EXERCISE DIRECTIONS: In full and without alteration, write out the data below.

[Data entries]
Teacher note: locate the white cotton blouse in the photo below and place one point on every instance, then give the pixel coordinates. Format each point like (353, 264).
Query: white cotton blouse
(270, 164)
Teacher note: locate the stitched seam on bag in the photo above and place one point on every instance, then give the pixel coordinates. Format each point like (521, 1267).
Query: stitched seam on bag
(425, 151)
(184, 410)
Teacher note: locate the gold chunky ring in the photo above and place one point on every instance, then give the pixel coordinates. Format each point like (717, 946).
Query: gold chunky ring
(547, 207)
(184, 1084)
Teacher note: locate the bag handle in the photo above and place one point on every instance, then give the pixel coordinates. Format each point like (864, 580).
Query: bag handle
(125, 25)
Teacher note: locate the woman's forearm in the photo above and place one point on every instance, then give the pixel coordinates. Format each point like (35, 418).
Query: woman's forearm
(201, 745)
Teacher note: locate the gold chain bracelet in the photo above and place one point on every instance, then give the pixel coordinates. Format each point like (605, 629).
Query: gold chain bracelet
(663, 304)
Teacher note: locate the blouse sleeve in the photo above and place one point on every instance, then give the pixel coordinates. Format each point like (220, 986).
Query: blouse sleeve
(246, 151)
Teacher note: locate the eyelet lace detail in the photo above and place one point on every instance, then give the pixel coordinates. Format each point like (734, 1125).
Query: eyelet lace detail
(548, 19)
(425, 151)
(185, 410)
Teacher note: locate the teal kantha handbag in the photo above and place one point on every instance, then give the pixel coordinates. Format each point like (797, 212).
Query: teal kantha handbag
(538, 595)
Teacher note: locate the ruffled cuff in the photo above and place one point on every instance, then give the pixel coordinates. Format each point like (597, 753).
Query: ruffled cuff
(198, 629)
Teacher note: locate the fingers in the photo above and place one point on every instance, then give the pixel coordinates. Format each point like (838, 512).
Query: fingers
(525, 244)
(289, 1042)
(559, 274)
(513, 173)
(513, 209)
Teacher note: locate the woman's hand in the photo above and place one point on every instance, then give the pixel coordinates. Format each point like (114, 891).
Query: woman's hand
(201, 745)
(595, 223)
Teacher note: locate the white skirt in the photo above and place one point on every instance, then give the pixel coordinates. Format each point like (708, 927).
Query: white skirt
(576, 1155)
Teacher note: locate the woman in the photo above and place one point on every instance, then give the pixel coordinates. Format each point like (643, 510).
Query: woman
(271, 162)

TASK RESULT:
Teacher note: locate the white cotton blouse in the photo below and place one point on every instance, then give the pixel coordinates. Format each point like (353, 264).
Query: white cotton blouse
(270, 164)
Teacher note: locate the stitched seam on bag in the photo above and place one point on every instance, then give the pixel coordinates. Format each point like (521, 1267).
Query: stitched seam on bag
(425, 151)
(184, 410)
Teacher note: locate the gold chunky ring in the photo above and place one point on every instance, then give the pixel coordinates. Format each point like (717, 946).
Query: gold chunky ring
(547, 207)
(184, 1084)
Teacher note: locate the bag handle in the photo above and place one point on every instance, then give the pixel coordinates. Format each point like (864, 580).
Query: bag handle
(125, 25)
Teacher note: locate the woman's forearm in the photo above and place one point on every instance, then give the pixel coordinates. Format each point like (35, 418).
Query: woman's forearm
(201, 745)
Teacher note: locate the gold chain bracelet in the photo above and place one point on every instance, then give the pixel coordinates. Format each point like (605, 629).
Query: gold chain bracelet
(663, 304)
Teacher note: locate the blouse sleeve in the photo above and place one point on every instance, then give the pixel coordinates. Format each point like (220, 986).
Query: blouse sleeve
(246, 151)
Teacher note: locate the eyelet lace detail in the photo above and place one point on every instance, then give the pixel coordinates. Format each point like (734, 1125).
Query: eyelet lace detail
(548, 19)
(425, 151)
(185, 410)
Teacher note: locate the teal kantha handbag in the photo above and place one point on every instance, then give the pixel coordinates. Format each point like (797, 212).
Query: teal kantha handbag
(538, 595)
Teacher note: locate the ruffled cuff in the photo above and place one point on every instance, then give the pixel coordinates. Format each point like (597, 753).
Query: ruffled cuff
(198, 629)
Teacher note: locate the fingers in the photo above and place one point on every instance, then give the pixel coordinates. Format each point like (838, 512).
Query: fingers
(525, 244)
(289, 1042)
(559, 274)
(513, 173)
(513, 209)
Teacher note: locate the woman's hand in the photo above and place one point on every instance, then give the pixel coordinates. Format each point like (114, 891).
Query: woman's hand
(201, 745)
(595, 223)
Teacher note: locate the white skirt in the photo above and place one point on every instance, then give the pixel coordinates. Format each point like (708, 927).
Query: white skirt
(576, 1155)
Teacher note: locate the woman in the photo above and place one point on every instance, then give the pixel coordinates. Format each point like (643, 510).
Query: woman
(271, 162)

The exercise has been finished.